> **Task to carry out**
Print every one of the rows below verbatim, in the same order, without changing any character.

▽

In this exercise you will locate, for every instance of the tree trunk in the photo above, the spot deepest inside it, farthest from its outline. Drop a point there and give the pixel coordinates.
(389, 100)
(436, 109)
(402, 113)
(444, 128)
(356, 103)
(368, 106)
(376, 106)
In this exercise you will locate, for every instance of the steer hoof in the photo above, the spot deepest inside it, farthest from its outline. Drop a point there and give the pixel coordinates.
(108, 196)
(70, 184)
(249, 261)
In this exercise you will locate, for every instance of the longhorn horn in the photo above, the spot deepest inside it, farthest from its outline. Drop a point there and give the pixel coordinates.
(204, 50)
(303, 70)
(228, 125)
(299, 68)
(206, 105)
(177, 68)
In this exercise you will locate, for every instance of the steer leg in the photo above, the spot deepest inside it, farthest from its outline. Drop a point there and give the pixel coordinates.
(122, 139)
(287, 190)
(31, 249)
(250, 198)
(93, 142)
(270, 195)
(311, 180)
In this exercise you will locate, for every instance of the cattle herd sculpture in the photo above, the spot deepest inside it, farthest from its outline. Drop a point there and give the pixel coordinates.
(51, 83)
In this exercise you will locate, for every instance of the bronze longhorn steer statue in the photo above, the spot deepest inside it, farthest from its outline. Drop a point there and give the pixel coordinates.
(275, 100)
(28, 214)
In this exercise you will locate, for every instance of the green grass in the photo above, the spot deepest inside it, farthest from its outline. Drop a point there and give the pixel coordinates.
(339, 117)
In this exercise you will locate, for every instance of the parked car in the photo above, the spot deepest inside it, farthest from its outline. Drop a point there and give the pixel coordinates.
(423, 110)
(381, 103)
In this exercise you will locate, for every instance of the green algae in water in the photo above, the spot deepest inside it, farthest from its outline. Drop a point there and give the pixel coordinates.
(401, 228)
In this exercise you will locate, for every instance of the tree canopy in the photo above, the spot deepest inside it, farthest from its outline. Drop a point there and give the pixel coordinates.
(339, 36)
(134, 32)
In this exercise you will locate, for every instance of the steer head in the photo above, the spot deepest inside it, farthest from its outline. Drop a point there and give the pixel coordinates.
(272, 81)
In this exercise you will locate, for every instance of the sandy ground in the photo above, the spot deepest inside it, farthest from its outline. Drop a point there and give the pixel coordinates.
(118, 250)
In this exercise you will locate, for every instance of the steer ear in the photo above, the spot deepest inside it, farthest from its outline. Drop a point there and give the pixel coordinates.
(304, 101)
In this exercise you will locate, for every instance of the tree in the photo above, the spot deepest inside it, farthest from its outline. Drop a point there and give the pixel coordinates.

△

> **Output for this exercise**
In this exercise you will locate, for every instance of the tree trunk in the photo above, the spot deepest inside it, farthest from its outline. Drop a point there and give the pixel coordinates.
(389, 100)
(436, 109)
(402, 113)
(444, 128)
(356, 103)
(368, 106)
(376, 106)
In this exercise you will locate, for every instance of the steer hoof in the photo above, the spot deepest inside it, farthest from its outline. Drop a point there and give the pixel coordinates.
(108, 196)
(70, 184)
(249, 261)
In this exercise you will locate, for every instance of the longhorn horn in the photo above, the spot deepest inside it, farthest from its outline. Drop a point there and give the pixel coordinates.
(204, 50)
(303, 70)
(228, 125)
(299, 68)
(206, 105)
(177, 68)
In this exercise you will locate, for every instance of the steer leg in the photo above, the spot deepest inside it, farthest from its outline. Drop a point there and give the pixel coordinates.
(122, 139)
(287, 190)
(31, 249)
(250, 198)
(93, 142)
(270, 195)
(311, 180)
In this exercise you will locate, for every instance of the cattle herd sculpture in the photo above, the spot deepest inside it, farthest from its outline. Drop a point there and give the pixel coordinates.
(51, 83)
In this exercise you will locate, for every instance of the bronze longhorn steer statue in the photo above, the spot deepest inside it, farthest from its outline. Drop a point there and give the pixel coordinates.
(275, 100)
(28, 214)
In this exercise you will locate, for every instance of the green grass in the photo above, the spot deepest inside it, farthest from its outline. Drop a point there and give the pixel coordinates.
(339, 117)
In this exercise you will locate, for every instance of the parked car in the photo above, the spot deepest inside it, farthest from its outline. Drop a point there and give the pixel coordinates.
(423, 110)
(381, 103)
In this exercise you will locate, for every instance of the green algae in water in the photo above, the spot deepest inside it, farthest from its outline. Drop a point there and give the pixel coordinates.
(401, 228)
In this exercise you will locate, for every instance of the tree canopy in the photo above, the spot deepest inside it, farthest from its outline. Drop a point there and give the pixel coordinates.
(339, 36)
(134, 32)
In this exercise you will locate, for every instance of the steer head in the photo above, the spot deepest inside it, farthest from its outline. Drop a point there and give the pixel coordinates.
(272, 81)
In this exercise you will locate, for every instance of the sandy ground in the photo above, the spot deepest inside it, farthest from its outline. Drop a point there and give the pixel coordinates.
(118, 250)
In this exercise you will locate, for every instance of the steer ear in the photo above, the spot deepest inside it, farthest from its outline. Drop a point there and give the pixel coordinates.
(304, 101)
In this exercise you will locate, for every instance of the tree in the photo above, the spot deepest inside it, farthest from its outline. Drop a point there and give the pixel coordinates.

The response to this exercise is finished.